## [Task description]
Only lines holding "hand" are wanted; copy each of them from the records below.

## [Materials provided]
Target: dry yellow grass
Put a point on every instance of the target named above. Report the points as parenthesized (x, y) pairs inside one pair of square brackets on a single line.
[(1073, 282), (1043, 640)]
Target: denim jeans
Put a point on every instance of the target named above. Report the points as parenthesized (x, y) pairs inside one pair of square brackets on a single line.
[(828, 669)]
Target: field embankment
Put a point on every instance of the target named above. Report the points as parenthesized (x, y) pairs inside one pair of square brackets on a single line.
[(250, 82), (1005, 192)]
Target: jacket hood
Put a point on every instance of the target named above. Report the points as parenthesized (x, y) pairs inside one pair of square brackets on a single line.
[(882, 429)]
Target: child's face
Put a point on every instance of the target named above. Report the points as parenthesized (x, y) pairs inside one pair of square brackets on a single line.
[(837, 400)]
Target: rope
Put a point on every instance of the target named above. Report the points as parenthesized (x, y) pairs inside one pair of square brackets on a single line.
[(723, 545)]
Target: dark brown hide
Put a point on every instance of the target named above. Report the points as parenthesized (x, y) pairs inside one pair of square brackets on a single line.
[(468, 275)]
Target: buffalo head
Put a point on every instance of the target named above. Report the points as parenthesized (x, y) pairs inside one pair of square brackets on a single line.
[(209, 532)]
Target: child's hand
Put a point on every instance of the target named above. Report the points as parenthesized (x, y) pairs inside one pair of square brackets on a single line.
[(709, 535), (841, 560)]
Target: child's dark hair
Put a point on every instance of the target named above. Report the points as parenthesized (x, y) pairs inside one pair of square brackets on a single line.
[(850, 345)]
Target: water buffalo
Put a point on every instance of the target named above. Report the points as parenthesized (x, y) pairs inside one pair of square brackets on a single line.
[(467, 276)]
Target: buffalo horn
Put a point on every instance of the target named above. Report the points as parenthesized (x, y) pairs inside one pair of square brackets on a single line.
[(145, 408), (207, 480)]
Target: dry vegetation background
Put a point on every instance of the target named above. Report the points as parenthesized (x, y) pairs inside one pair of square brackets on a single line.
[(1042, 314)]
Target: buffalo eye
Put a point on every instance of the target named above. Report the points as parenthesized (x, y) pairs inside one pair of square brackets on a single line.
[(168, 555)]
* * *
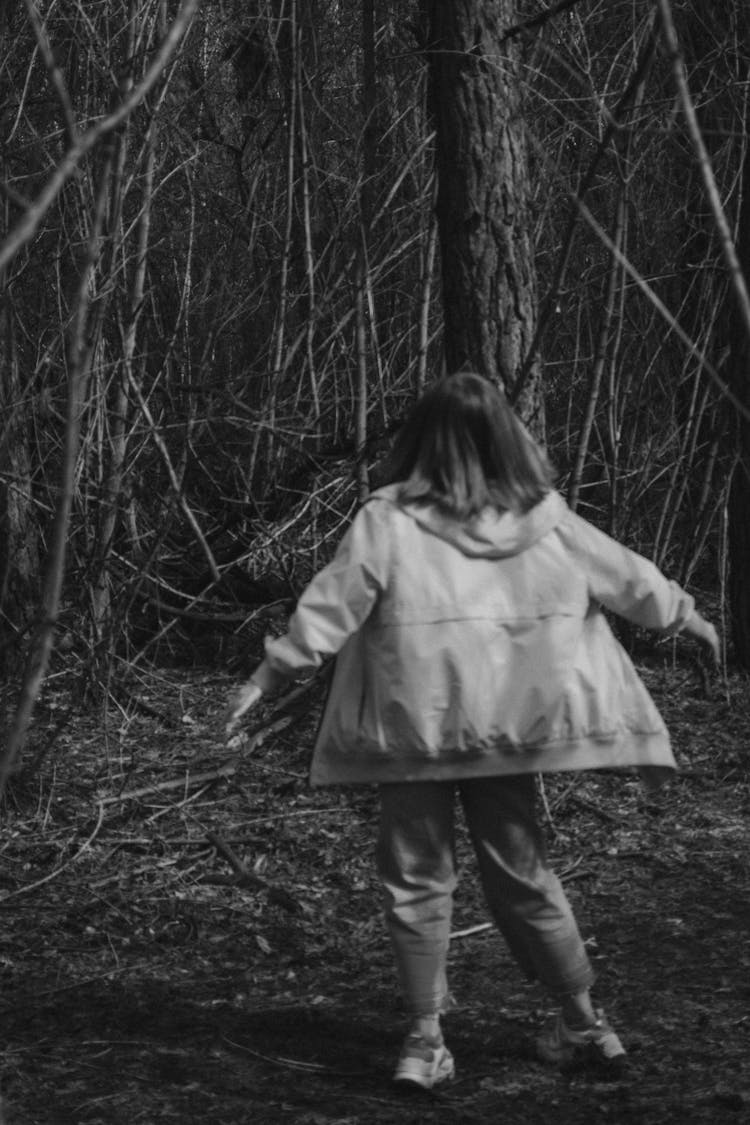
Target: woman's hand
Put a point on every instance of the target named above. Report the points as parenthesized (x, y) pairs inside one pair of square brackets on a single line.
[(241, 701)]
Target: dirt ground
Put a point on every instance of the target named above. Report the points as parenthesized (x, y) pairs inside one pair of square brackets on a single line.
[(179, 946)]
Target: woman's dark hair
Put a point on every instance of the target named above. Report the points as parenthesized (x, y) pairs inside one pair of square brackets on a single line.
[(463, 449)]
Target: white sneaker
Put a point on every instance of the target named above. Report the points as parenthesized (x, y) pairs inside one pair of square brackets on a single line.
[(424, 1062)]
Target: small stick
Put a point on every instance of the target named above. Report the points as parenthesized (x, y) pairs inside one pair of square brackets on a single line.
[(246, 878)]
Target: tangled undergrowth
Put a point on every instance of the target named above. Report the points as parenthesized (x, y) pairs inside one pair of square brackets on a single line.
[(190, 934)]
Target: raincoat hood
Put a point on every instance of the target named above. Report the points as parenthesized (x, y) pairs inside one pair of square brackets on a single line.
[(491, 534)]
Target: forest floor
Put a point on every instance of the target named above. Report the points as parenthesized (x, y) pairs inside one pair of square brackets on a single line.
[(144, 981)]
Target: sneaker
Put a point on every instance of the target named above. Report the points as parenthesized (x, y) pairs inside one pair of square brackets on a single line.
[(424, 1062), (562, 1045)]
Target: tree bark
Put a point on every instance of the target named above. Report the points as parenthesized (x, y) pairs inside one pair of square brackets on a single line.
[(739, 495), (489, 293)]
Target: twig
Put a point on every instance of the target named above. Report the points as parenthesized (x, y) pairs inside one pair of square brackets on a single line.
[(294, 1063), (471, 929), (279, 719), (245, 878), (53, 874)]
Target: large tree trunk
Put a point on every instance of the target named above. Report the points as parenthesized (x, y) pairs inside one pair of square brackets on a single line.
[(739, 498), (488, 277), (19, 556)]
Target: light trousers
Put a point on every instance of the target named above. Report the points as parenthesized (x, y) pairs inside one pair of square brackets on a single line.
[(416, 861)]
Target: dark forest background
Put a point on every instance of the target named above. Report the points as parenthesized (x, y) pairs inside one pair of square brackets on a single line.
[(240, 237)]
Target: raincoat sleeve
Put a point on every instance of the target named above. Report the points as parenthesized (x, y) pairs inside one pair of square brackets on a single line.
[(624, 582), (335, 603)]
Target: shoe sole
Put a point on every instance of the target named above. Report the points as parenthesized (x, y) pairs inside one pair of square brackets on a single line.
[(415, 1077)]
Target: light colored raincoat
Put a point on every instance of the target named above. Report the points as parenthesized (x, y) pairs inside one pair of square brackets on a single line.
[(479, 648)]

## [Result]
Target: child's hand
Target: woman's hand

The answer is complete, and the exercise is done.